Brief A:
Output the passage of the article on the Word RTF bug between "Microsoft has now" and "a bogus website.", inclusive.
Brief B:
Answer these questions from the article on the Word RTF bug:
(i) In what file format does the bug lie?
(ii) Which editions of Microsoft Word can the bug affect?
(iii) At what kind of computers have the current attacks been aimed?

MS Outlook, Word Users: Get A Patch Or Get A Virus

Dennis Faas's picture

Microsoft has revealed that hackers have attempted to exploit a bug in Microsoft Word. The bug was fixed in a security update last month, but the company is also concerned that some users may not have installed the update.

The bug involves the way MS Word handles rich text format (.RTF) files. This is a format used for text documents that have a very limited degree of formatting information compared to full-blown MS Word documents. The format is most commonly used as a way of moving documents from one word processor to another without altering the text's formatting.

RTF Flaw Causes Memory Stack Overflow

The bug means it's possible to create a disparity between the stated size of the file and its actual size. To exploit the flaw, a hacker would send an email message using the .RTF file format. When a user attempts to open the message, some of the data "spills over" from the assigned space in the computer's memory, a process known as a stack buffer overflow.

In theory, this could allow a malicious program to gain access to other parts of the computer and cause it to carry out malicious activity -- for example, to automatically install spyware on a computer. (Source:

RTF Attacks Already Underway

Microsoft has now confirmed hackers are trying such a tactic. There is some potential for confusion over the bug, however. Although the vulnerability is in Word, it is triggered by using Microsoft Outlook to view emails. The Office software suite uses MS Word to produce a preview of RTF messages that appear in MS Outlook before the user opens an email.

That makes such attacks particularly serious, as they simply require the user to receive an infected message without even opening it. Most hacking attacks involve a user either opening an infected attachment or following a link to a bogus website.

Multiple Editions of MS Word Affected

The bug can affect 2002, 2003, 2007 and 2010 editions of Microsoft Word. Each was patched in last month's regular security update, so any users who don't have their copy of Windows set to download and install such updates automatically should visit the Windows Update website immediately and check that they have indeed applied the patch. (Source:

The same bug is present in the Mac versions of Word, though the current attacks have solely been targeted at Windows computers.

(Free-text object descriptions)

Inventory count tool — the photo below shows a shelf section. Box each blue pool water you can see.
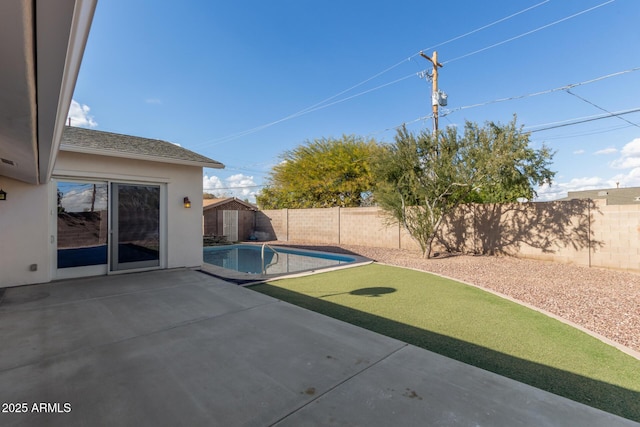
[203,244,356,274]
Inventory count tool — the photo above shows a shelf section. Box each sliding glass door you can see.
[51,179,165,279]
[57,180,109,278]
[111,183,160,271]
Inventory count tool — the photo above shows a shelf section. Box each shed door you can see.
[222,211,238,242]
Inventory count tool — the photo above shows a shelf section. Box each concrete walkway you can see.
[0,270,640,427]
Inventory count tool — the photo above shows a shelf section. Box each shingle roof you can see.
[202,197,258,210]
[60,126,224,169]
[560,187,640,205]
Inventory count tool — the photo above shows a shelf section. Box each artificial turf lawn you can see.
[251,264,640,421]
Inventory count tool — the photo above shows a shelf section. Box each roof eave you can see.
[60,144,224,169]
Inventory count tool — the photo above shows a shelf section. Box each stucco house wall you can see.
[0,177,52,288]
[0,132,219,288]
[54,151,202,268]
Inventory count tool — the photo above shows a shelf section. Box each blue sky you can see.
[70,0,640,201]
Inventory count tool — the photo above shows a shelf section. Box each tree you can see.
[256,135,381,209]
[374,117,555,258]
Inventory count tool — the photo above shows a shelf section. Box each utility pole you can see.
[420,51,446,134]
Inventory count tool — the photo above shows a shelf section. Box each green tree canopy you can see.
[374,117,555,257]
[256,135,381,209]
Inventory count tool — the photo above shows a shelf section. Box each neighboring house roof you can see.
[60,126,224,169]
[560,187,640,205]
[202,197,258,211]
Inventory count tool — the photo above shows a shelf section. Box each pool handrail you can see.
[260,243,280,274]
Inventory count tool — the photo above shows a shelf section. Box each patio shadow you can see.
[248,284,640,422]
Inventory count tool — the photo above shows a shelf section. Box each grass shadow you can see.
[248,284,640,422]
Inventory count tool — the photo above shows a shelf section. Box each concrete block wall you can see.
[591,205,640,271]
[256,200,640,272]
[287,208,340,244]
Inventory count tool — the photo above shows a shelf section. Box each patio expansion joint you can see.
[269,343,410,427]
[0,283,198,314]
[0,294,279,374]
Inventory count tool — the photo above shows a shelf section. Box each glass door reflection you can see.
[111,183,160,270]
[56,181,108,271]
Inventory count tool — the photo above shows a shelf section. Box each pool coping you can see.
[200,242,374,286]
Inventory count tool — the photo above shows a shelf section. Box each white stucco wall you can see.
[54,151,202,268]
[0,151,202,287]
[0,177,52,288]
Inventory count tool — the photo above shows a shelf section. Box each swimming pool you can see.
[203,244,366,281]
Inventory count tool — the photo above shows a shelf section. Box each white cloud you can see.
[593,147,618,156]
[67,99,98,128]
[202,173,259,203]
[611,138,640,169]
[536,176,615,202]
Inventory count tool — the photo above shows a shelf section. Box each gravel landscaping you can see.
[278,242,640,352]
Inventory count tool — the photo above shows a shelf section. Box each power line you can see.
[443,0,616,64]
[443,67,640,116]
[196,0,556,146]
[565,89,640,128]
[368,67,640,139]
[420,0,551,54]
[523,107,640,133]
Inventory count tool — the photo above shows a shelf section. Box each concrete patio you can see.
[0,270,639,426]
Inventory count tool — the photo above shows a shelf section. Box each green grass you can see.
[251,264,640,421]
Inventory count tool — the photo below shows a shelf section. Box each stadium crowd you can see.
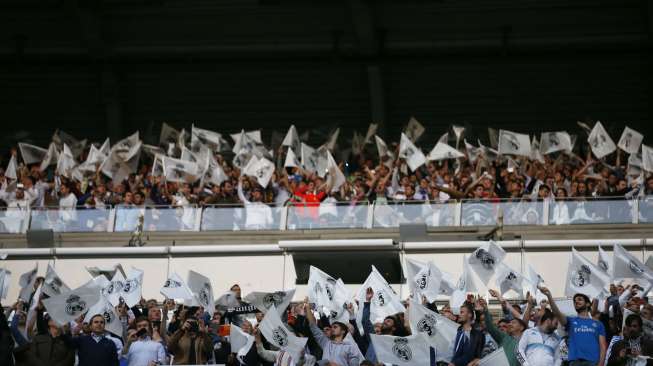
[0,268,653,366]
[0,123,653,230]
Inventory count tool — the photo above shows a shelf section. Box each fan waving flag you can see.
[259,305,308,360]
[408,301,458,362]
[468,241,506,285]
[617,126,644,154]
[244,289,295,316]
[499,130,531,157]
[370,334,432,366]
[565,248,610,299]
[356,266,406,334]
[399,133,426,171]
[587,122,617,159]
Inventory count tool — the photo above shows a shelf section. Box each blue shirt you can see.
[566,316,605,363]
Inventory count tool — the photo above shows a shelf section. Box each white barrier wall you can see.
[0,246,648,306]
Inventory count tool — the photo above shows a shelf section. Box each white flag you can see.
[596,247,612,280]
[301,142,319,173]
[43,280,101,325]
[18,262,39,304]
[478,347,510,366]
[617,126,644,154]
[162,156,200,183]
[427,142,465,161]
[190,125,223,151]
[404,117,426,142]
[468,241,506,285]
[370,334,431,366]
[399,133,426,171]
[408,301,458,362]
[496,263,524,296]
[0,268,11,300]
[18,142,48,165]
[259,305,308,360]
[498,130,531,157]
[40,142,59,171]
[229,324,254,365]
[631,144,653,172]
[356,266,406,334]
[84,296,123,337]
[363,123,379,145]
[244,289,295,316]
[283,147,300,168]
[160,273,193,303]
[188,271,215,315]
[612,244,653,281]
[243,155,274,188]
[565,248,610,299]
[5,155,18,180]
[587,121,617,159]
[42,264,70,297]
[540,131,572,155]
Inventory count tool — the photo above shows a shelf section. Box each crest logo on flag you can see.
[417,314,438,336]
[272,326,288,347]
[66,294,86,316]
[628,260,644,276]
[392,337,413,361]
[163,278,181,288]
[571,264,592,287]
[263,291,285,308]
[474,248,496,270]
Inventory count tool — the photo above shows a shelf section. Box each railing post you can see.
[279,205,288,231]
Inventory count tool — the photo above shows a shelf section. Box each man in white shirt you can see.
[122,317,166,366]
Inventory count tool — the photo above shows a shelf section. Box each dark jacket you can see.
[451,325,485,366]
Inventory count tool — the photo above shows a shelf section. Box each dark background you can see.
[0,0,653,146]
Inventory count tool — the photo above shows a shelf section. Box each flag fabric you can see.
[42,280,101,325]
[565,248,610,299]
[301,142,319,173]
[0,268,11,300]
[188,271,215,315]
[399,133,426,171]
[244,289,295,316]
[496,263,524,296]
[363,123,379,145]
[283,147,300,168]
[229,324,254,365]
[18,262,39,304]
[468,241,506,285]
[642,144,653,172]
[42,264,70,297]
[612,244,653,281]
[5,155,18,180]
[617,126,644,154]
[370,334,431,366]
[540,131,572,155]
[478,347,510,366]
[356,266,406,334]
[408,301,458,362]
[426,141,465,161]
[404,117,426,142]
[18,142,48,165]
[259,305,308,360]
[498,130,531,157]
[587,121,617,159]
[162,156,200,183]
[596,247,613,280]
[40,142,59,171]
[84,296,123,337]
[160,273,193,303]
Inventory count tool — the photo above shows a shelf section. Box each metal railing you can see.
[0,196,653,234]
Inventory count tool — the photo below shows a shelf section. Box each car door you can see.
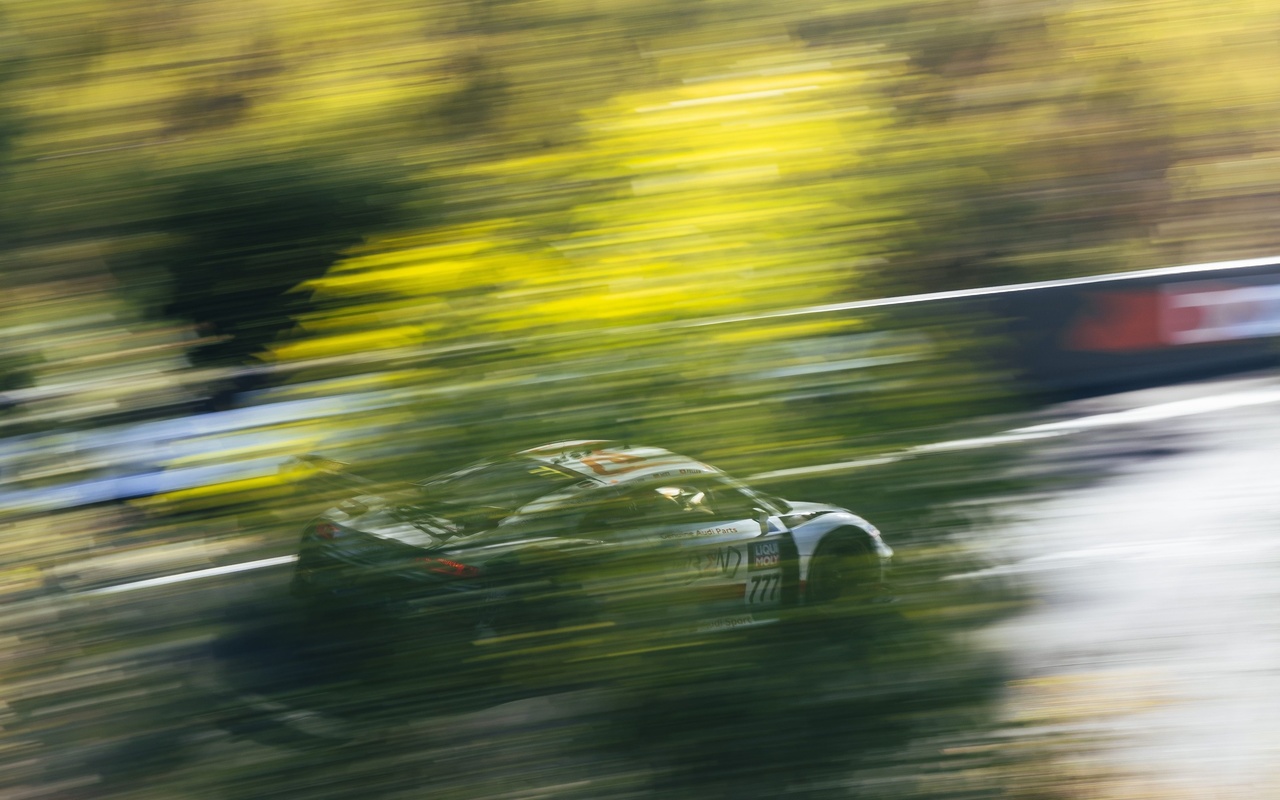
[609,476,786,627]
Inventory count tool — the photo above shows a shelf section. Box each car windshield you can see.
[422,460,581,512]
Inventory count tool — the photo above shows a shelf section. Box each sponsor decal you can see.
[686,548,742,579]
[660,526,742,539]
[746,541,782,571]
[698,614,755,634]
[1161,280,1280,344]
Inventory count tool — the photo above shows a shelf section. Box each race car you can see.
[292,440,892,637]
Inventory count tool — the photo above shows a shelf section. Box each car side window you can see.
[636,479,759,524]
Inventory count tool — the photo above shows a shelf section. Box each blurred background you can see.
[0,0,1280,799]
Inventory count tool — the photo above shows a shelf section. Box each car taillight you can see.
[417,558,480,577]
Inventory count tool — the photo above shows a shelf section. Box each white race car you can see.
[292,440,892,636]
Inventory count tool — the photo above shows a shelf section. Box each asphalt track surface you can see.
[0,374,1280,797]
[991,375,1280,797]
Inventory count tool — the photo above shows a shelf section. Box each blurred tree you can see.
[160,154,414,364]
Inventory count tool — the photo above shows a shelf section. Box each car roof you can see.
[515,439,722,485]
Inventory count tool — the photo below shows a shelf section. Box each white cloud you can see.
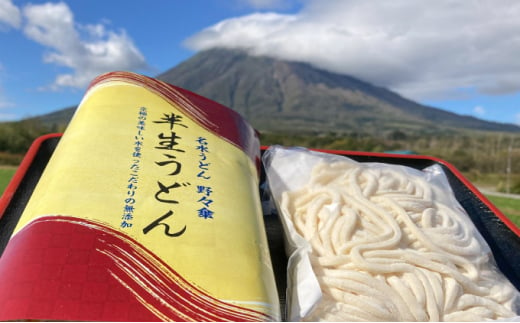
[0,0,22,30]
[240,0,294,9]
[186,0,520,100]
[22,0,147,89]
[473,105,486,116]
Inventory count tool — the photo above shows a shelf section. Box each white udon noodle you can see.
[281,161,518,321]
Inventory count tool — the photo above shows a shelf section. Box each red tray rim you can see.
[0,133,520,237]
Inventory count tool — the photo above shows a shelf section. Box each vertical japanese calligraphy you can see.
[121,107,148,229]
[195,137,215,219]
[0,72,280,322]
[143,112,191,237]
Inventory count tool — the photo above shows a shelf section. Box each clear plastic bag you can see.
[263,146,519,321]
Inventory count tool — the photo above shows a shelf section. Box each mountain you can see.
[20,49,520,134]
[157,49,520,132]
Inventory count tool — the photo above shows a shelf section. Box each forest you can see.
[0,118,520,194]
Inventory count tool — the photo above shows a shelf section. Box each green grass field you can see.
[486,196,520,228]
[0,166,520,232]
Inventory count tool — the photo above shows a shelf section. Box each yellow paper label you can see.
[15,76,277,322]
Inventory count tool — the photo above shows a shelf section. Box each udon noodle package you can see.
[0,72,280,321]
[264,146,519,321]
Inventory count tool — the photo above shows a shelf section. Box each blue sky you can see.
[0,0,520,124]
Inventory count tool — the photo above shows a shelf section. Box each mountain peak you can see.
[157,48,520,133]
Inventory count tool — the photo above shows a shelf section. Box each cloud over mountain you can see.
[185,0,520,100]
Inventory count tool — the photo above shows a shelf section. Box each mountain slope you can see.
[157,49,520,132]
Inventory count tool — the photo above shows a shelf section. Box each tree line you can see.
[0,118,520,193]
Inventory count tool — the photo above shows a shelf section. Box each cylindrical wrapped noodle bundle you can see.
[0,72,280,321]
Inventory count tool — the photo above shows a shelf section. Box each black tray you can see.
[0,134,520,322]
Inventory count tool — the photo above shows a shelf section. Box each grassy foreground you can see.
[486,195,520,228]
[0,166,520,232]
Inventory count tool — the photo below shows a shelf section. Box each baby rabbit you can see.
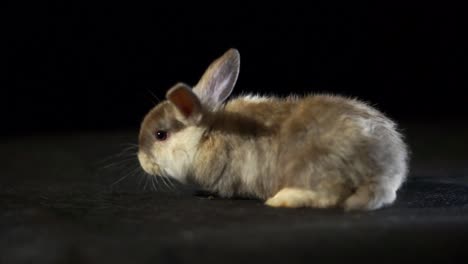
[138,49,407,210]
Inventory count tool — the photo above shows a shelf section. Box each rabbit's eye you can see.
[154,130,167,141]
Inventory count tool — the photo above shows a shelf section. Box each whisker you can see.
[97,146,137,164]
[100,157,137,170]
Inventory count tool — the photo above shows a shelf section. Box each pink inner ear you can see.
[168,87,196,117]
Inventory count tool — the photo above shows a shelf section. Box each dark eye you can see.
[155,130,167,141]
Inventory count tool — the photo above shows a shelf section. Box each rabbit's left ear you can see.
[193,49,240,110]
[166,83,202,125]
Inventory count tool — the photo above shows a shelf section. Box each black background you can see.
[0,1,468,135]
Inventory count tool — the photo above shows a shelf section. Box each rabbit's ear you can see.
[166,83,202,125]
[193,49,240,110]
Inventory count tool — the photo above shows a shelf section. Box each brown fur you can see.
[139,50,407,210]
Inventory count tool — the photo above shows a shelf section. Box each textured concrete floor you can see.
[0,125,468,263]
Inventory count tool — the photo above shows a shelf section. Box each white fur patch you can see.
[154,127,204,183]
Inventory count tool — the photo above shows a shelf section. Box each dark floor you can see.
[0,125,468,263]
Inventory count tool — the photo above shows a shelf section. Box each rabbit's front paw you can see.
[265,188,338,208]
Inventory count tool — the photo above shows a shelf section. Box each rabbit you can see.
[138,49,408,211]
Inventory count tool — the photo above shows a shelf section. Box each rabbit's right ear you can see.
[166,83,202,125]
[193,49,240,110]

Response box A:
Microsoft has now confirmed hackers are trying such a tactic. There is some potential for confusion over the bug, however. Although the vulnerability is in Word, it is triggered by using Microsoft Outlook to view emails. The Office software suite uses MS Word to produce a preview of RTF messages that appear in MS Outlook before the user opens an email.

That makes such attacks particularly serious, as they simply require the user to receive an infected message without even opening it. Most hacking attacks involve a user either opening an infected attachment or following a link to a bogus website.

Response box B:
(i) Rich text format (.RTF) files.
(ii) The 2002, 2003, 2007 and 2010 editions.
(iii) Only Windows computers.